| Stated goal |
Render every line of the entries below as a JSON list of strings, one string per line, leaving out blank lines.

| Material |

────────────────────────────────────────

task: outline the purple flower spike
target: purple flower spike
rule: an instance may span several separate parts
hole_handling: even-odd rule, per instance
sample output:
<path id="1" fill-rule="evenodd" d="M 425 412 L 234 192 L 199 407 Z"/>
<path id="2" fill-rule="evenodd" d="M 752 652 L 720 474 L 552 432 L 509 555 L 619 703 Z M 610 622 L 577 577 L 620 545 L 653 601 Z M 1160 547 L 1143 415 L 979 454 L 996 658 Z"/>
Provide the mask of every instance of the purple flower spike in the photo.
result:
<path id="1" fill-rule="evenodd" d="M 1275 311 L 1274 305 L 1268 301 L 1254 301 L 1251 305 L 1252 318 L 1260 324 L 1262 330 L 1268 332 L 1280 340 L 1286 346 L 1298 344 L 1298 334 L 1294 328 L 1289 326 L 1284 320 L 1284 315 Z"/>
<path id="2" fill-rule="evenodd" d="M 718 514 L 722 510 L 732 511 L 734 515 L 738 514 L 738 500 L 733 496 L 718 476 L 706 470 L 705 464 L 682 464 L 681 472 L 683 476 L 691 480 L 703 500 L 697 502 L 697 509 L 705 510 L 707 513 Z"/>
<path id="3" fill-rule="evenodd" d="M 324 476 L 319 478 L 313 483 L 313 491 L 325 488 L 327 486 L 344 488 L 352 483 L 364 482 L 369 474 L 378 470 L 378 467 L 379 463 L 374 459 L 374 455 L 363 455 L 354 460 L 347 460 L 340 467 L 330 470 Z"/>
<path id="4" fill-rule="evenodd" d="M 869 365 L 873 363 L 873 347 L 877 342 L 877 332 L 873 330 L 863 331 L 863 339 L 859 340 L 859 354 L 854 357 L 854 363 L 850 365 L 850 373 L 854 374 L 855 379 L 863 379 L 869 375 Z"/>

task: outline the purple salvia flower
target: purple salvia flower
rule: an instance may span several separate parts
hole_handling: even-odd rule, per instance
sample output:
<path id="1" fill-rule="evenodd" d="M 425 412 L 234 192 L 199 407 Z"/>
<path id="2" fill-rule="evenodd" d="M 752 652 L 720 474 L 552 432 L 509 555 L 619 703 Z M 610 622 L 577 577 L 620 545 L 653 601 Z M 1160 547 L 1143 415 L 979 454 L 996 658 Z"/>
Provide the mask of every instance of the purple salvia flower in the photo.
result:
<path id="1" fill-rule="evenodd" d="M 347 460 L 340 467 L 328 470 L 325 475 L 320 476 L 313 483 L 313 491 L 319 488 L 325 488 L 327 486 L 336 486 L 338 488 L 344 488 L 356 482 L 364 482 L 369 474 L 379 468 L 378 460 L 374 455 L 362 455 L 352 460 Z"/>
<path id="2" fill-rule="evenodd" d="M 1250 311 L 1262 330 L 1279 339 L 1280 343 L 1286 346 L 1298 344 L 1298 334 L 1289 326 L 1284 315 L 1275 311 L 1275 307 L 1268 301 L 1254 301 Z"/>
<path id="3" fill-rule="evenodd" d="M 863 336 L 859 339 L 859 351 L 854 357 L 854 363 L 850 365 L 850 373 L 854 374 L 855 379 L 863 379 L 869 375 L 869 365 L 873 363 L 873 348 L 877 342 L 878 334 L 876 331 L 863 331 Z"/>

────────────────────────────────────────

| Finished answer |
[
  "task: outline the purple flower spike",
  "target: purple flower spike",
  "rule: an instance may span several separate parts",
  "hole_handling: even-odd rule, per instance",
  "sample output:",
  "<path id=\"1\" fill-rule=\"evenodd\" d=\"M 425 412 L 234 192 L 199 407 Z\"/>",
  "<path id=\"2\" fill-rule=\"evenodd\" d=\"M 752 652 L 720 474 L 552 432 L 509 555 L 619 703 Z M 610 622 L 577 577 L 620 545 L 653 601 Z M 1160 547 L 1143 415 L 979 454 L 996 658 Z\"/>",
  "Provide the mask of every instance of the purple flower spike in the photo.",
  "result:",
  "<path id=\"1\" fill-rule=\"evenodd\" d=\"M 1275 311 L 1274 305 L 1268 301 L 1254 301 L 1251 305 L 1252 318 L 1260 324 L 1262 330 L 1268 332 L 1280 340 L 1286 346 L 1298 344 L 1298 334 L 1294 328 L 1289 326 L 1284 320 L 1284 315 Z\"/>",
  "<path id=\"2\" fill-rule=\"evenodd\" d=\"M 718 514 L 722 510 L 732 511 L 734 515 L 738 514 L 738 500 L 733 496 L 718 476 L 706 470 L 705 464 L 682 464 L 681 472 L 683 476 L 691 480 L 703 500 L 697 502 L 697 509 L 705 510 L 707 513 Z\"/>",
  "<path id=\"3\" fill-rule=\"evenodd\" d=\"M 324 476 L 319 478 L 313 483 L 313 491 L 325 488 L 327 486 L 344 488 L 352 483 L 364 482 L 369 474 L 378 470 L 378 467 L 379 463 L 374 459 L 374 455 L 363 455 L 354 460 L 347 460 L 340 467 L 330 470 Z\"/>",
  "<path id=\"4\" fill-rule=\"evenodd\" d=\"M 869 365 L 873 363 L 873 347 L 877 342 L 877 332 L 873 330 L 863 331 L 863 339 L 859 340 L 859 354 L 854 357 L 854 363 L 850 365 L 850 373 L 854 374 L 855 379 L 863 379 L 869 375 Z\"/>",
  "task: outline the purple salvia flower",
  "target: purple salvia flower",
  "rule: an instance may span several separate parts",
  "hole_handling: even-odd rule, per instance",
  "sample output:",
  "<path id=\"1\" fill-rule=\"evenodd\" d=\"M 425 412 L 234 192 L 199 407 Z\"/>",
  "<path id=\"2\" fill-rule=\"evenodd\" d=\"M 752 652 L 720 474 L 552 432 L 509 555 L 619 703 Z M 610 622 L 577 577 L 620 545 L 653 601 Z M 1160 547 L 1143 415 L 979 454 L 996 658 Z\"/>",
  "Provide the mask of every instance of the purple salvia flower in the photo.",
  "result:",
  "<path id=\"1\" fill-rule=\"evenodd\" d=\"M 347 460 L 340 467 L 328 470 L 325 475 L 320 476 L 313 483 L 313 491 L 319 488 L 325 488 L 327 486 L 336 486 L 338 488 L 344 488 L 356 482 L 364 482 L 369 474 L 379 468 L 378 460 L 374 455 L 362 455 L 352 460 Z\"/>",
  "<path id=\"2\" fill-rule=\"evenodd\" d=\"M 1250 311 L 1262 330 L 1279 339 L 1280 343 L 1286 346 L 1298 344 L 1298 334 L 1289 326 L 1284 315 L 1275 311 L 1275 307 L 1268 301 L 1254 301 Z\"/>",
  "<path id=\"3\" fill-rule=\"evenodd\" d=\"M 863 336 L 859 339 L 859 351 L 854 357 L 854 363 L 850 365 L 850 373 L 854 374 L 855 379 L 863 379 L 869 375 L 869 365 L 873 363 L 873 348 L 877 342 L 878 334 L 876 331 L 863 331 Z\"/>"
]